━━━━━ PASSAGE FOR REVIEW ━━━━━
As you know, there was a devastating explosion on the 4th of August in Beirut that struck the country in the financial, economic, and political dimension. The situation is compounded by the [coronavirus] pandemic and the consequences of the conflict in Syria, including the fact that Lebanon has been hosting over a million Syrian refugees for many years now. Last week, additionally, we witnessed a huge fire in the port of Beirut.
I am proud to say that our response to the explosion was swift and solid. We mobilised civil protection, immediate humanitarian and crisis response in the amount of €63 million. Our civil protection mechanism mobilised 17 Member States plus Norway and Turkey, with search and rescue teams and medical care providing life-saving assistance.
Our determination is strong and clear. The European Union is a long-standing partner and a major donor of humanitarian, development and other assistance to Lebanon and we remain committed to assisting the Lebanese people in the upcoming period.
━━━━━ DATA SUPPLIED ━━━━━
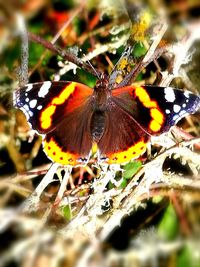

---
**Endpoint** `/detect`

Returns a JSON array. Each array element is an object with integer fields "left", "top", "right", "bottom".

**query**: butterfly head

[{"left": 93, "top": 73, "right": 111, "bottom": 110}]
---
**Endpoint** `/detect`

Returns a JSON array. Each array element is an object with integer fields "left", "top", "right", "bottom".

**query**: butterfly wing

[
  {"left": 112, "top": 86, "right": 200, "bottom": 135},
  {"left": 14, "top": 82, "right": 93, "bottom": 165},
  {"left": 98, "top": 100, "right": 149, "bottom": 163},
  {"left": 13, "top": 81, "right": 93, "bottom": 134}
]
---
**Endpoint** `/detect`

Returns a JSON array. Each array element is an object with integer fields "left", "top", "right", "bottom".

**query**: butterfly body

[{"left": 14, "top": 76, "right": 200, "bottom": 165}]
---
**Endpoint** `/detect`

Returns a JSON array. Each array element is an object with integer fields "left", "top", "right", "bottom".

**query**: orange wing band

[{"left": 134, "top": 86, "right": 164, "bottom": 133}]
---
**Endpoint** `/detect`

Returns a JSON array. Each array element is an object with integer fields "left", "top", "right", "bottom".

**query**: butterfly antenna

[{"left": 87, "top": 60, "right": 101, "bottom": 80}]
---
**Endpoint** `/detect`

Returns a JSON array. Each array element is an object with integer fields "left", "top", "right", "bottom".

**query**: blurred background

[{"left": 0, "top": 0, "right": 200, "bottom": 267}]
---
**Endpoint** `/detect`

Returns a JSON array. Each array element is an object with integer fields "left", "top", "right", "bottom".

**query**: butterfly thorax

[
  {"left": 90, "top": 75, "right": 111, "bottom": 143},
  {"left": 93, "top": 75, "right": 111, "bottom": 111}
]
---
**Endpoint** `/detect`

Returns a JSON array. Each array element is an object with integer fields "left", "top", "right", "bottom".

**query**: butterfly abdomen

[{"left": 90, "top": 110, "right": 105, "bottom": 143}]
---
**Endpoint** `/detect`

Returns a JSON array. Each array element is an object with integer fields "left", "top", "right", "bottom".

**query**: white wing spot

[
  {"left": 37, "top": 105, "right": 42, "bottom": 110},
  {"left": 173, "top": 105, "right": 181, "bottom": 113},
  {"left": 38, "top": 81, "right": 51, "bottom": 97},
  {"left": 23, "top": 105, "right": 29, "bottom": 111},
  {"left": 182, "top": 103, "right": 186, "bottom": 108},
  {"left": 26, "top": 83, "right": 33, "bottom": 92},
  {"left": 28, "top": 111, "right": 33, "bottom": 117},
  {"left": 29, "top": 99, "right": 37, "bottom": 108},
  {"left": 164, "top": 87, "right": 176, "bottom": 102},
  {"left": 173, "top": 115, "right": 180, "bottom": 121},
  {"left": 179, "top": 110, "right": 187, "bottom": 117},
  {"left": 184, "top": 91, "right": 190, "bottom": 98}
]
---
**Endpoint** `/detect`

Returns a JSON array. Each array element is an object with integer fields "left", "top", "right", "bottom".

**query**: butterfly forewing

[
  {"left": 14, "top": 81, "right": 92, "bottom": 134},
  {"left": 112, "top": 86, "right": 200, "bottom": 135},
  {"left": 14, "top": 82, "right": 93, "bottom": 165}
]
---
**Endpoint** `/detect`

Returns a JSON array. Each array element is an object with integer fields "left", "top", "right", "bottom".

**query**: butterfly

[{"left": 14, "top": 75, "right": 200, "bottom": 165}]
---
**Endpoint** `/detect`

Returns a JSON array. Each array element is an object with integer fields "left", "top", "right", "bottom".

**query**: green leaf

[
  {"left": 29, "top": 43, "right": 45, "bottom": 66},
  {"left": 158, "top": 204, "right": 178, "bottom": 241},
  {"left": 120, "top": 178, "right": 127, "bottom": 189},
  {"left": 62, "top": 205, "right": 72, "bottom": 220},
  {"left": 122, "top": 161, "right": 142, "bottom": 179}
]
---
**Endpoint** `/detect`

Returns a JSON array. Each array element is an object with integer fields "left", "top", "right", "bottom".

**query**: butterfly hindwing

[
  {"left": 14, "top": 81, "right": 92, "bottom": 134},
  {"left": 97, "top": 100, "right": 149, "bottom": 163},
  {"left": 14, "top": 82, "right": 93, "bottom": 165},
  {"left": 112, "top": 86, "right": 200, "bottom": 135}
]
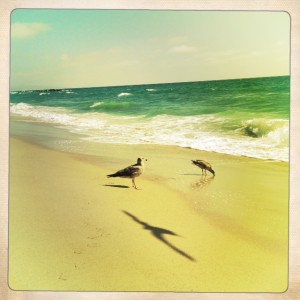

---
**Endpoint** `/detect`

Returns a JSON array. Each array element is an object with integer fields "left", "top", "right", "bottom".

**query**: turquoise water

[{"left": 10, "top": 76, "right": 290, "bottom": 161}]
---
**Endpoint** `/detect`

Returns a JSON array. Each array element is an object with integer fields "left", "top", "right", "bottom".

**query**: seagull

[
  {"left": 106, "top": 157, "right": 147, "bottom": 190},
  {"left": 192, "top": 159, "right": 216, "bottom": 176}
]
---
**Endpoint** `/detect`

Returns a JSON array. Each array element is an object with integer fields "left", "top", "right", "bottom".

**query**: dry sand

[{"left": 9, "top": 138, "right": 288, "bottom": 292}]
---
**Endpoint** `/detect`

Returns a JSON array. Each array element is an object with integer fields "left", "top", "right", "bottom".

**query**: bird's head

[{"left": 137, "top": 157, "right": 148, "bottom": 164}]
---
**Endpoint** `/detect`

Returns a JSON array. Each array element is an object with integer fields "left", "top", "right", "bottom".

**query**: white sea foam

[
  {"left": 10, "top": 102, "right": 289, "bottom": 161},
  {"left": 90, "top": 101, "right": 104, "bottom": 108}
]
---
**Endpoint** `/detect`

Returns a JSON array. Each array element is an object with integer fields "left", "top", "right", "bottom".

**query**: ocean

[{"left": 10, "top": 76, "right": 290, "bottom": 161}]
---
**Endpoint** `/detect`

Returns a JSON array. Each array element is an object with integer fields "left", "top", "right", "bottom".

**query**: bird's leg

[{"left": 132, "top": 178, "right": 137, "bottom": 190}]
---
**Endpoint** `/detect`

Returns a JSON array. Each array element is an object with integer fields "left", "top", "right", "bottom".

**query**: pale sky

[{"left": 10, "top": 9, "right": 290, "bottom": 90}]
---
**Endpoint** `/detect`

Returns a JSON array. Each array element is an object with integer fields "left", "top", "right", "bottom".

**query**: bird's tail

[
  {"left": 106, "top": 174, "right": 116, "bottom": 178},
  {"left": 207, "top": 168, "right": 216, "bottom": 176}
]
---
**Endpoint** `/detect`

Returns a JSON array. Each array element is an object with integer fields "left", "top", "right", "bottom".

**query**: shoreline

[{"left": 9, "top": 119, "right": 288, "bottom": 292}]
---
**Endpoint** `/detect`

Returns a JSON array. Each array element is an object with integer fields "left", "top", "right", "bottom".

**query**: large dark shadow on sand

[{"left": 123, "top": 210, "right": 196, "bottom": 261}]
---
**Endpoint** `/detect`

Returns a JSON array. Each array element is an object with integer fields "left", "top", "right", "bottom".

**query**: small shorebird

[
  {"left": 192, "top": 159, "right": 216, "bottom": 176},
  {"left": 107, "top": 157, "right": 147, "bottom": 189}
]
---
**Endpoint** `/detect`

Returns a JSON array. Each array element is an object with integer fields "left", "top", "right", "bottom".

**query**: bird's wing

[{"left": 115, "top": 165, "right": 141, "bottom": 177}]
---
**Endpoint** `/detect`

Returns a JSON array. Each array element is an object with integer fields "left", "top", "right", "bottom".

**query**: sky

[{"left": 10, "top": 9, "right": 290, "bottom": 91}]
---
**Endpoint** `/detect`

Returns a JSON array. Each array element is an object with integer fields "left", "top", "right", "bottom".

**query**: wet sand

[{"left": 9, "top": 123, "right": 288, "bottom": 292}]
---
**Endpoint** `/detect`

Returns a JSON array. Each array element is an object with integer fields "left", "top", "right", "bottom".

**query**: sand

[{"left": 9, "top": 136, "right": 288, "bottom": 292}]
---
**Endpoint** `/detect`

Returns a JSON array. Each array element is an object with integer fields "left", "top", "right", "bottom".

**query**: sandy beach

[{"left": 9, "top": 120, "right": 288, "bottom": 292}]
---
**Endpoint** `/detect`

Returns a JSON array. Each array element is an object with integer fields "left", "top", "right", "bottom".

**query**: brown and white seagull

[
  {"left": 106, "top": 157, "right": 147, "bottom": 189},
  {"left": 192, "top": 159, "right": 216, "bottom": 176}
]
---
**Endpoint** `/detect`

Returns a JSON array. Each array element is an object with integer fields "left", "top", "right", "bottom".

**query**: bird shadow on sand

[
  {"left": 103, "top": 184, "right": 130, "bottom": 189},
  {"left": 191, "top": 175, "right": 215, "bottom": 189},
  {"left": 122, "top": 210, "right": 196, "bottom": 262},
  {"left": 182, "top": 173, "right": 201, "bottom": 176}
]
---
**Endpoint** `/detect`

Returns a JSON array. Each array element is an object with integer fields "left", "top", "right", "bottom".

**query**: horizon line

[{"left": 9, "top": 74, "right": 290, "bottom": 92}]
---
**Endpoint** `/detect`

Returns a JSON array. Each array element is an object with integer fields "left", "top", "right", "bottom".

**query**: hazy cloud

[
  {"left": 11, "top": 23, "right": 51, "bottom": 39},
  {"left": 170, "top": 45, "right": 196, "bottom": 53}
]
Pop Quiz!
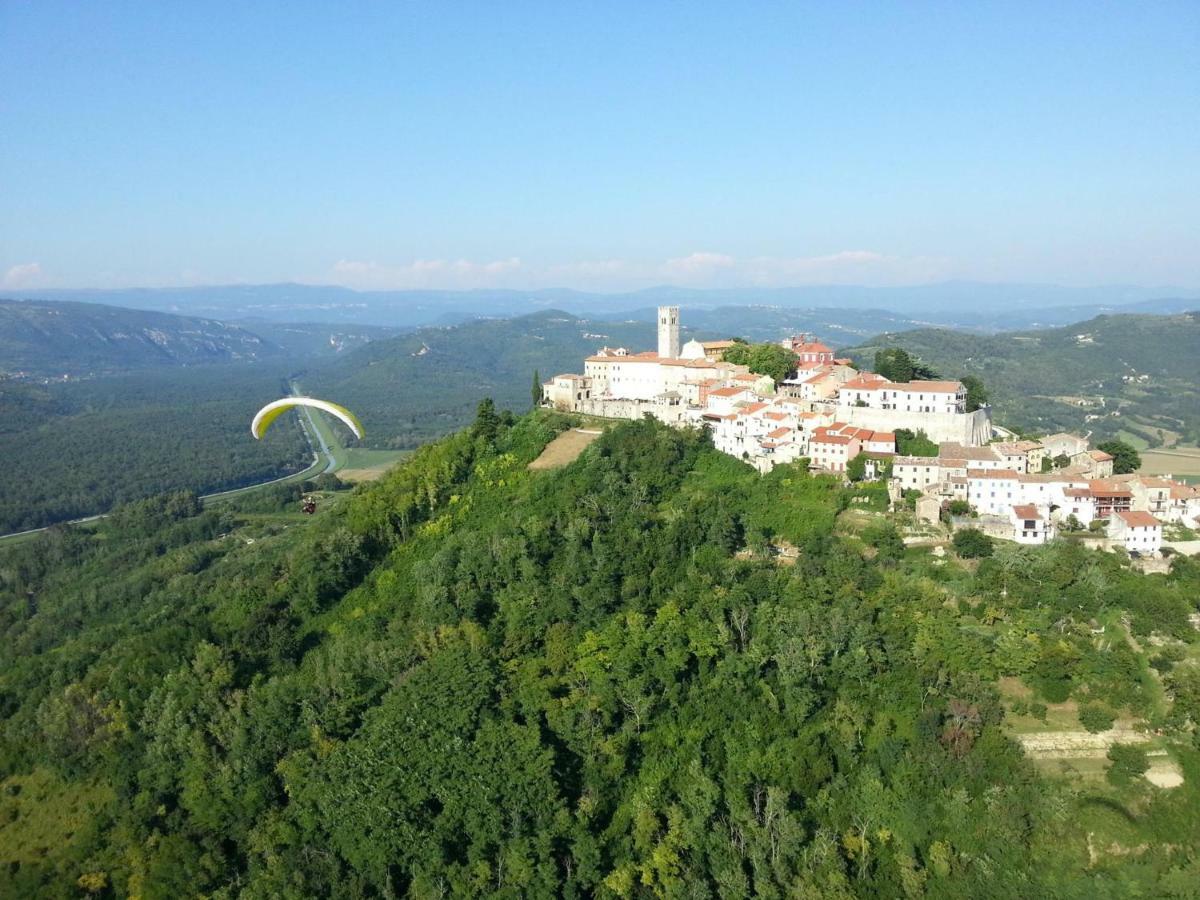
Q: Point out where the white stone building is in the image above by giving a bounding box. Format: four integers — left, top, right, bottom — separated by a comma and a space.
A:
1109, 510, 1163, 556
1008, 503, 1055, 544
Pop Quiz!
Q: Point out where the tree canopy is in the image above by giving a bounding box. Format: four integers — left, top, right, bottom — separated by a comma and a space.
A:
━━━━━
◆ TASKS TO COMPLETE
[A] Do the following statements agree with the statement on the Beirut explosion? Answer yes or no for each, quoting the words of the statement that decide it.
(i) The response to the explosion included civil protection, humanitarian and crisis aid totaling €63 million.
(ii) The civil protection mechanism brought in 17 Member States plus Norway and Switzerland.
(iii) The explosion in Beirut took place on the 14th of August.
[B] Write the next paragraph of the statement on the Beirut explosion, following on from its final sentence.

◆ ANSWER LIST
[A]
(i) Yes: "We mobilised civil protection, immediate humanitarian and crisis response in the amount of €63 million."
(ii) No: "Our civil protection mechanism mobilised 17 Member States plus Norway and Turkey."
(iii) No: "there was a devastating explosion on the 4th of August in Beirut."

[B]
Going forward, and as called for by President Macron during his visit on the 1st of September, we want to quickly see the formation of a capable, representative and accountable Lebanese government. It should deliver on a credible reform agenda as the Lebanese people has long been claiming. Concrete steps to reform the financial system and to adopt anti-corruption measures remain vital. As important are the reforms of the electricity sector and public procurement.
Lebanon also needs to reach an agreement with the International Monetary Fund in order to solve its deep economic crisis. (..)
Finally, an independent and credible investigation into the explosion should be conducted – and we stand ready to help.
We want to help Lebanon, but Lebanon must also do its part and urgently proceed to implement longstanding reforms.